>> begin Extracted information

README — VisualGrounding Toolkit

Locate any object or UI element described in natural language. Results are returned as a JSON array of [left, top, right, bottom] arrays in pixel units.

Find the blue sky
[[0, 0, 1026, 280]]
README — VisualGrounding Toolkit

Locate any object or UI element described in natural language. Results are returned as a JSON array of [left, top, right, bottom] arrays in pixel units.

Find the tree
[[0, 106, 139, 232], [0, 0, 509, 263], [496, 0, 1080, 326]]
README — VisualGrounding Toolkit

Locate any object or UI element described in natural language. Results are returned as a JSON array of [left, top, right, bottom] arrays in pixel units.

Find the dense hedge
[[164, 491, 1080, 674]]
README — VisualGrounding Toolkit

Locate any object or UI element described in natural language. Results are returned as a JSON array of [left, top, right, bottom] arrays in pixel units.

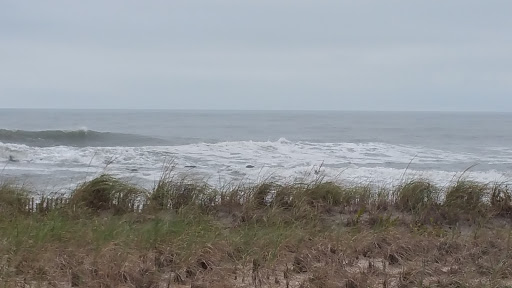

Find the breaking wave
[[0, 129, 166, 147]]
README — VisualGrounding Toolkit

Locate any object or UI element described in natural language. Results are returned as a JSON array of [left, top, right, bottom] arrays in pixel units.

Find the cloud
[[0, 0, 512, 111]]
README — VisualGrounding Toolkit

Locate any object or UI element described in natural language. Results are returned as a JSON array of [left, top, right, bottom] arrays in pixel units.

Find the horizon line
[[0, 107, 512, 113]]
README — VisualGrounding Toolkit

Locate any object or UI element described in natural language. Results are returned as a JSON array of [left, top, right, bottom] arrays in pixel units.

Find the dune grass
[[0, 169, 512, 287]]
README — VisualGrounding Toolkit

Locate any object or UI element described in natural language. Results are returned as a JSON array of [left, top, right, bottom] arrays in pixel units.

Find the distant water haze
[[0, 109, 512, 190]]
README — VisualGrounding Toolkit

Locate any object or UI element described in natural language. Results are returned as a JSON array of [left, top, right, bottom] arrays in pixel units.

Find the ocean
[[0, 109, 512, 192]]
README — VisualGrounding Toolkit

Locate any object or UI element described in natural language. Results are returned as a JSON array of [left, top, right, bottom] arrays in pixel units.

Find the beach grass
[[0, 172, 512, 287]]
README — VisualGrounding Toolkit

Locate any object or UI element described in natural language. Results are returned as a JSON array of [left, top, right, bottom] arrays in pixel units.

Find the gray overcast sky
[[0, 0, 512, 111]]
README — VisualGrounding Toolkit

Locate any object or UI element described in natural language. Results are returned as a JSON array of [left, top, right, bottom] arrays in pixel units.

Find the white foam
[[0, 138, 512, 189]]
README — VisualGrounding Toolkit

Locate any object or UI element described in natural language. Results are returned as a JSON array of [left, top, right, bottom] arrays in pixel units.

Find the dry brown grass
[[0, 174, 512, 287]]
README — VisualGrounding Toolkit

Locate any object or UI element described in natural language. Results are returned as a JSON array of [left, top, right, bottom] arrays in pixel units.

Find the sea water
[[0, 109, 512, 190]]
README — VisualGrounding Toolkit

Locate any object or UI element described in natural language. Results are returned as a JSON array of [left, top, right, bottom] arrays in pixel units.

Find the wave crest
[[0, 127, 165, 147]]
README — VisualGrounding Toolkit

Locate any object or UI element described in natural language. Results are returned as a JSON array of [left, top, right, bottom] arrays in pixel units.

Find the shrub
[[70, 174, 144, 213]]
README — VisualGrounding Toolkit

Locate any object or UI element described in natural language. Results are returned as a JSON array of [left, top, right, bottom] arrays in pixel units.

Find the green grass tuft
[[70, 174, 144, 214]]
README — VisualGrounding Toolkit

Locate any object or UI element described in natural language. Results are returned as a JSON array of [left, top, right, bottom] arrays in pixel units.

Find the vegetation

>> end Extracted information

Return the lines from the start of the records through the line that contains "[[0, 0, 1026, 280]]", both ends included, repeated character for character.

README — VisualGrounding Toolkit

Locate any object or UI element described in natural language. Results are returned as a JSON array of [left, top, right, bottom] arrays in pixel units.

Find the blue sky
[[0, 0, 1026, 280]]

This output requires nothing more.